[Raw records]

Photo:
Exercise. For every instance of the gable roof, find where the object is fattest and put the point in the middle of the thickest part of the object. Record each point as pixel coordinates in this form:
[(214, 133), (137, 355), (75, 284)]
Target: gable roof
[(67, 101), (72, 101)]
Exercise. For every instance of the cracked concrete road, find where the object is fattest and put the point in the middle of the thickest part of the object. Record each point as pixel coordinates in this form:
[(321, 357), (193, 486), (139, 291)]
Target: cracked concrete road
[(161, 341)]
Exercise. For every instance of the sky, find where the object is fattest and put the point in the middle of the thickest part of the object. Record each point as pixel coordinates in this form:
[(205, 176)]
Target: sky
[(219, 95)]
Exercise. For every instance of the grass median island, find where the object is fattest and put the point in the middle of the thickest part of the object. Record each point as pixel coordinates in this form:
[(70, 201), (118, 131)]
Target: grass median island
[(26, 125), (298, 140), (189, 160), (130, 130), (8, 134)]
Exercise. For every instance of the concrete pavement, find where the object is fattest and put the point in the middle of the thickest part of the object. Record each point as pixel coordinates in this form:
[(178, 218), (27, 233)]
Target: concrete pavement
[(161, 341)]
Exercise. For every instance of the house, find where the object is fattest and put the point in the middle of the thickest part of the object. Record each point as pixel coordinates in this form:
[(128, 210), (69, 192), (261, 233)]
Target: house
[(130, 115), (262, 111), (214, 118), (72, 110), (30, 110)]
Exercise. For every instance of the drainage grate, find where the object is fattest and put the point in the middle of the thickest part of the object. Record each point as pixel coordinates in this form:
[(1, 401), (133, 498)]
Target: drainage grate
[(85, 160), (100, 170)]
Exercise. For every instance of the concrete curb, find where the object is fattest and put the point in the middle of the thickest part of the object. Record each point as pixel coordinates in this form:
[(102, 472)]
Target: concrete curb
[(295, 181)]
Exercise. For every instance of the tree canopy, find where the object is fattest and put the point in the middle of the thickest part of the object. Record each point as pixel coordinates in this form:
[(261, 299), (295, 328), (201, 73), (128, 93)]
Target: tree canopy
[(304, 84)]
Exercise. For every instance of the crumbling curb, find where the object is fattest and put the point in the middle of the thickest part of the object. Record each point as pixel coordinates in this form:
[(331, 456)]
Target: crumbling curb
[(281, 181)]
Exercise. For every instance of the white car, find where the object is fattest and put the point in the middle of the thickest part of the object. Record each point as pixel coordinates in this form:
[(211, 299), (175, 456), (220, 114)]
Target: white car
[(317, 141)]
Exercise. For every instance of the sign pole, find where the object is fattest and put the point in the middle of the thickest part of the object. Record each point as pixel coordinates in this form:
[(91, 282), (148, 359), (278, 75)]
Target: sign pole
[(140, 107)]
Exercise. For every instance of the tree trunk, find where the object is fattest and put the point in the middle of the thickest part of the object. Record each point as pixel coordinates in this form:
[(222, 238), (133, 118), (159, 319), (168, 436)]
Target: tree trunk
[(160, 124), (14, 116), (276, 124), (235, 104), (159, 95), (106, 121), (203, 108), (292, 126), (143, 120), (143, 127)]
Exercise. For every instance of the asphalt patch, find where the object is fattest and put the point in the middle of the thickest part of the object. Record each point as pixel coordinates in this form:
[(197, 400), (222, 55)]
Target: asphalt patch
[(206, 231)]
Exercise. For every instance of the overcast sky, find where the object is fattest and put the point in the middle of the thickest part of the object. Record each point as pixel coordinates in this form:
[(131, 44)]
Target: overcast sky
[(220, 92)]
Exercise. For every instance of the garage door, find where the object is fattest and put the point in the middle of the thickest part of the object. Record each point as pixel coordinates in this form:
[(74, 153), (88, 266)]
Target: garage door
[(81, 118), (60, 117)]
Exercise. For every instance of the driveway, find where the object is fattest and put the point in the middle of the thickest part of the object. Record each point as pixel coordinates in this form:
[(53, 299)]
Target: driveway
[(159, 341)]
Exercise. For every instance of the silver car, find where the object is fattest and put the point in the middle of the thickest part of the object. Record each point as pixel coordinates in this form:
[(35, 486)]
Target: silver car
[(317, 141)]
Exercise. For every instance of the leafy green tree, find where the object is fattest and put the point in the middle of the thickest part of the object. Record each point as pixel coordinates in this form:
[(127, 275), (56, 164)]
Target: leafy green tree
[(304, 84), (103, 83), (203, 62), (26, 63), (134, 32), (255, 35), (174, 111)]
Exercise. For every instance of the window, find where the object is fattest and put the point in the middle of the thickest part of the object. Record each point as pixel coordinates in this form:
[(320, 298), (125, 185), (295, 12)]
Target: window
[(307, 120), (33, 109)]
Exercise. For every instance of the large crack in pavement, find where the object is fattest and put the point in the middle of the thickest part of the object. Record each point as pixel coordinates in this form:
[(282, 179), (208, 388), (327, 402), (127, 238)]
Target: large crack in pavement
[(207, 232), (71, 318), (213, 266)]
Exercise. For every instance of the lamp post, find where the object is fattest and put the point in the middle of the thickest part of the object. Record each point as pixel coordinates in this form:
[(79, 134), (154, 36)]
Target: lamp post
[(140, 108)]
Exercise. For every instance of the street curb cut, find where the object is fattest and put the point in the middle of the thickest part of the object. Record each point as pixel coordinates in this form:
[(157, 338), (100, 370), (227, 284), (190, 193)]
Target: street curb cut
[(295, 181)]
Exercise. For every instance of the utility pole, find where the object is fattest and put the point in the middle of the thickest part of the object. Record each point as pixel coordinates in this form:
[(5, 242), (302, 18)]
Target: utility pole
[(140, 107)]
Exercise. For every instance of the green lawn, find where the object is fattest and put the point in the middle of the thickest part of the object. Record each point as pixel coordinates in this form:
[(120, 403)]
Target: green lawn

Problem: Reproduce the records from the line with "Exercise. For every instance of the overcast" to the line with "[(81, 118), (60, 117)]", both lines included, multiplying each pixel coordinate in the answers by 2.3 and rounding to whole numbers, with halves rounded up. Keep the requests and their sample coordinates unchanged.

Exercise answer:
Exercise. For every instance of the overcast sky, find where the object is fattest and put the point in the middle of the thickest part of the object. Record each point as pixel coordinates in this form:
[(131, 44)]
Target: overcast sky
[(506, 212)]
Exercise. For every instance of the garage door, find where the object is fattest and put the point in the middle of the thickest part of the object. Record each point as pixel coordinates in this form:
[(74, 153), (88, 266)]
Target: garage door
[(186, 271), (138, 269)]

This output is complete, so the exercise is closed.